▸ **Extract provided**
•••

By: Christopher Johnson
In March of 2020, the pandemic came blowing into and through America like an ice wind sodden with misery and mystery and surprises galore in store for us for the next two years that felt like twenty years except for those poor souls—a million of them succumbing to this invisible prowler and enemy.
Being in Englewood, Colorado, tending our son lying in hospital bed unconscious with tubes running into and out of him like rabid snakes that carried nourishment and meds to him.
And, in the morning in the breakfast room at Residence Inn, hearing first mention of the coronavirus, skulking out of China and somehow sneaking across the ocean and invading America like an invisible armada.
By St. Patty’s Day, the streets bereft of the sad ill-begotten beings who populated them so furiously and tenaciously driving walking shopping expectorating, picking up the groceries, patienting to the doctor, succumbing to the dentist.

•••

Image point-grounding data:
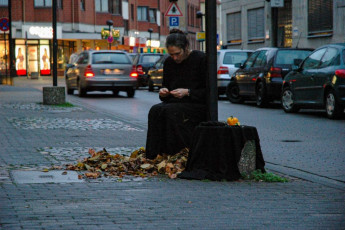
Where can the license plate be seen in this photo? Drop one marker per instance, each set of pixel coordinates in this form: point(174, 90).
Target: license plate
point(113, 71)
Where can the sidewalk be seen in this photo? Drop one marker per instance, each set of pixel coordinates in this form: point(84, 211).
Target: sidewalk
point(33, 137)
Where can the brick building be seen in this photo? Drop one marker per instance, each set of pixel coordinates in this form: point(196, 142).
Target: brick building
point(81, 25)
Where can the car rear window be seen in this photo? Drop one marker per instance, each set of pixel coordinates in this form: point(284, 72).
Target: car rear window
point(286, 57)
point(150, 58)
point(110, 58)
point(235, 57)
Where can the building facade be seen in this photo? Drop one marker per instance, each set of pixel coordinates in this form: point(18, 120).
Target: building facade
point(251, 24)
point(83, 24)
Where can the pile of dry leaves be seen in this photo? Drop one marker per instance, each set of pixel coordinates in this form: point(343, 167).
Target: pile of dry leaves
point(103, 163)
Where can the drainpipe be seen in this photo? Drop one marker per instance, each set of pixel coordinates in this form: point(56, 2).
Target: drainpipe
point(23, 11)
point(72, 15)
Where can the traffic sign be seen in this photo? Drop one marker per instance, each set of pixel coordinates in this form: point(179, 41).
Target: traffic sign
point(4, 24)
point(110, 39)
point(173, 10)
point(174, 21)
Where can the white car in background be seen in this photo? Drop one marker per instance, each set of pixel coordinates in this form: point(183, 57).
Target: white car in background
point(226, 60)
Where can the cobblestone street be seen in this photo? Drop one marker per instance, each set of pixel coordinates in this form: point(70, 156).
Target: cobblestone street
point(35, 137)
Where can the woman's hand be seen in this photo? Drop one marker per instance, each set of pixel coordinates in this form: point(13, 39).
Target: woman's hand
point(179, 93)
point(164, 92)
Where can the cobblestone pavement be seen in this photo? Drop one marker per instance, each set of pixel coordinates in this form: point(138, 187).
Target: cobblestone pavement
point(34, 137)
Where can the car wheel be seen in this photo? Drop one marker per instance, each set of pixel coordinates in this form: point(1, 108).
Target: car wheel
point(333, 108)
point(261, 98)
point(287, 101)
point(130, 92)
point(233, 93)
point(151, 87)
point(81, 91)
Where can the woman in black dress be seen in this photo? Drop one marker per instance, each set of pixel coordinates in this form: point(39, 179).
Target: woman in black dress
point(183, 95)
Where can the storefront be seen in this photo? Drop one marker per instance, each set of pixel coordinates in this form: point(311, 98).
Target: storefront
point(33, 54)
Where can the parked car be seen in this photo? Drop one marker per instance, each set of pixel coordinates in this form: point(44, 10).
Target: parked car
point(226, 60)
point(155, 74)
point(261, 76)
point(101, 70)
point(132, 55)
point(141, 65)
point(319, 82)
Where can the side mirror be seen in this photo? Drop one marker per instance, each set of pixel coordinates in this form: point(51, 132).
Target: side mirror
point(297, 62)
point(238, 65)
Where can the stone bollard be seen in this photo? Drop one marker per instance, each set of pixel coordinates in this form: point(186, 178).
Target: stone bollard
point(54, 95)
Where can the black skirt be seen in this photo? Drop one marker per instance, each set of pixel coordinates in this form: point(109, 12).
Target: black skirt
point(170, 127)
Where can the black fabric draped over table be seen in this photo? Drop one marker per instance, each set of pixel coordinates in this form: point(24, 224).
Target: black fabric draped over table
point(216, 151)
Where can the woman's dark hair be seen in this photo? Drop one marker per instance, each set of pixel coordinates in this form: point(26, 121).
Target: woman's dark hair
point(177, 38)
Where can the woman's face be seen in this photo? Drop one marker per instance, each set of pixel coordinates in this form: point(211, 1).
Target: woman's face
point(177, 54)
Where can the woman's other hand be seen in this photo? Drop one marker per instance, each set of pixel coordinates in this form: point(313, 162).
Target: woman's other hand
point(179, 93)
point(164, 92)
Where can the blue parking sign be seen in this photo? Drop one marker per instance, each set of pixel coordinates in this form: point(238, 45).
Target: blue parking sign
point(174, 21)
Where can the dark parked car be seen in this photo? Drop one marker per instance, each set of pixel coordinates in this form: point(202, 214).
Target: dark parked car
point(226, 60)
point(142, 63)
point(155, 74)
point(319, 82)
point(101, 70)
point(261, 76)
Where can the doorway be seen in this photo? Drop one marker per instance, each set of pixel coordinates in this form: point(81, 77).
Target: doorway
point(32, 60)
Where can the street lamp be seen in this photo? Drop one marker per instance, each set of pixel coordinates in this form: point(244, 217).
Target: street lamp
point(150, 31)
point(110, 23)
point(199, 14)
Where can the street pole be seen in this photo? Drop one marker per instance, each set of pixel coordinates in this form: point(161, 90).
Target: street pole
point(11, 44)
point(150, 31)
point(109, 36)
point(54, 45)
point(211, 54)
point(110, 23)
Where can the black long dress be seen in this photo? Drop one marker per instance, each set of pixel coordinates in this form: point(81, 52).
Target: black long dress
point(172, 122)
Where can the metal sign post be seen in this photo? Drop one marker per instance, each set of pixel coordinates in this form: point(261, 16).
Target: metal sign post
point(5, 26)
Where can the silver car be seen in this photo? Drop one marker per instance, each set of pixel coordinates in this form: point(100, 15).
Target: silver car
point(101, 70)
point(226, 60)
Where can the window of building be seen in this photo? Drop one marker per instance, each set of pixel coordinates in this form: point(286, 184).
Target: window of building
point(82, 5)
point(152, 15)
point(101, 5)
point(233, 25)
point(43, 3)
point(132, 12)
point(256, 25)
point(3, 2)
point(320, 17)
point(142, 13)
point(115, 6)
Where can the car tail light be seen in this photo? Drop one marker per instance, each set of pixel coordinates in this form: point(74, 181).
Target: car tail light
point(340, 73)
point(223, 70)
point(89, 72)
point(139, 69)
point(275, 72)
point(134, 74)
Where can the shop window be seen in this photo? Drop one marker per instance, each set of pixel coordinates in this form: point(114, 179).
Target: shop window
point(43, 3)
point(142, 13)
point(256, 25)
point(115, 6)
point(320, 18)
point(82, 5)
point(152, 15)
point(233, 25)
point(101, 5)
point(3, 2)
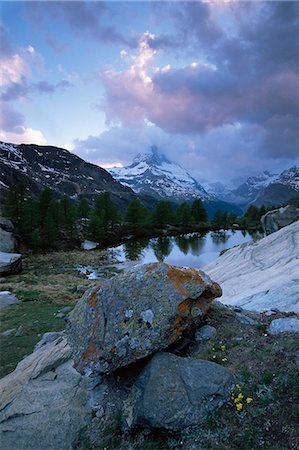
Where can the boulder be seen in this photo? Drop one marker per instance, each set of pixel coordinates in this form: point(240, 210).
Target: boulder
point(88, 245)
point(173, 392)
point(278, 218)
point(135, 314)
point(10, 263)
point(205, 333)
point(284, 325)
point(8, 242)
point(43, 403)
point(263, 275)
point(7, 299)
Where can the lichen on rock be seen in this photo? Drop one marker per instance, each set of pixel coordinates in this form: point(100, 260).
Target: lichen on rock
point(136, 314)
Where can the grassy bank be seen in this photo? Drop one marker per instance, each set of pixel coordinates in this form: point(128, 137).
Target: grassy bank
point(47, 284)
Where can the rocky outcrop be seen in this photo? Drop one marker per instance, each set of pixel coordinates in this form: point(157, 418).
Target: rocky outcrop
point(136, 314)
point(278, 218)
point(7, 299)
point(284, 325)
point(88, 245)
point(10, 263)
point(43, 402)
point(174, 392)
point(8, 242)
point(263, 275)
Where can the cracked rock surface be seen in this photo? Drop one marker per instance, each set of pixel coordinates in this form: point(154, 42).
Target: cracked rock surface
point(136, 314)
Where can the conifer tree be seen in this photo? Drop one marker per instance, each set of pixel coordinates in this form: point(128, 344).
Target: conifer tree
point(183, 214)
point(198, 211)
point(162, 214)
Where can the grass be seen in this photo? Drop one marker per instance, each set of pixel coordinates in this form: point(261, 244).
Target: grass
point(264, 366)
point(35, 318)
point(47, 283)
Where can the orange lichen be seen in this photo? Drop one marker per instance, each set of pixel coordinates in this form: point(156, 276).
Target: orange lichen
point(179, 277)
point(93, 297)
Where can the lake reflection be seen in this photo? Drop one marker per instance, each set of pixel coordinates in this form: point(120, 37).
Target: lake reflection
point(191, 250)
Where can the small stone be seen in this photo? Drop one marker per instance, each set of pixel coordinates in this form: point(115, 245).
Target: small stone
point(129, 313)
point(284, 325)
point(270, 313)
point(100, 412)
point(20, 331)
point(245, 319)
point(59, 315)
point(65, 310)
point(8, 333)
point(7, 299)
point(205, 333)
point(147, 316)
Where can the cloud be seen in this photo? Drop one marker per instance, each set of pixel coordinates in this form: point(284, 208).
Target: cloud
point(24, 136)
point(219, 154)
point(250, 77)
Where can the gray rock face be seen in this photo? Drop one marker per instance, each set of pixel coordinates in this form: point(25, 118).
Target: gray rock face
point(43, 402)
point(8, 242)
point(278, 218)
point(205, 333)
point(10, 263)
point(136, 314)
point(263, 275)
point(173, 392)
point(284, 325)
point(7, 299)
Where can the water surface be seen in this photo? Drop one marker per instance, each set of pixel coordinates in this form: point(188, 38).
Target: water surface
point(187, 250)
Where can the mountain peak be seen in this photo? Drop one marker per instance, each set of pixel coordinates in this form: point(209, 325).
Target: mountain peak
point(153, 174)
point(152, 157)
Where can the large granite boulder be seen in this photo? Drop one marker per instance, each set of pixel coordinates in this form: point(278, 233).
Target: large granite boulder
point(7, 299)
point(173, 392)
point(43, 403)
point(263, 275)
point(10, 263)
point(136, 314)
point(278, 218)
point(8, 242)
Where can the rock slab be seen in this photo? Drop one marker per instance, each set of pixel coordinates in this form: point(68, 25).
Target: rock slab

•••

▸ **Work to complete**
Reproduce verbatim the complete text on the pandemic's arrival in America, from its byline to its final sentence.

▸ **Your solution**
By: Christopher Johnson
In March of 2020, the pandemic came blowing into and through America like an ice wind sodden with misery and mystery and surprises galore in store for us for the next two years that felt like twenty years except for those poor souls—a million of them succumbing to this invisible prowler and enemy.
Being in Englewood, Colorado, tending our son lying in hospital bed unconscious with tubes running into and out of him like rabid snakes that carried nourishment and meds to him.
And, in the morning in the breakfast room at Residence Inn, hearing first mention of the coronavirus, skulking out of China and somehow sneaking across the ocean and invading America like an invisible armada.
By St. Patty’s Day, the streets bereft of the sad ill-begotten beings who populated them so furiously and tenaciously driving walking shopping expectorating, picking up the groceries, patienting to the doctor, succumbing to the dentist.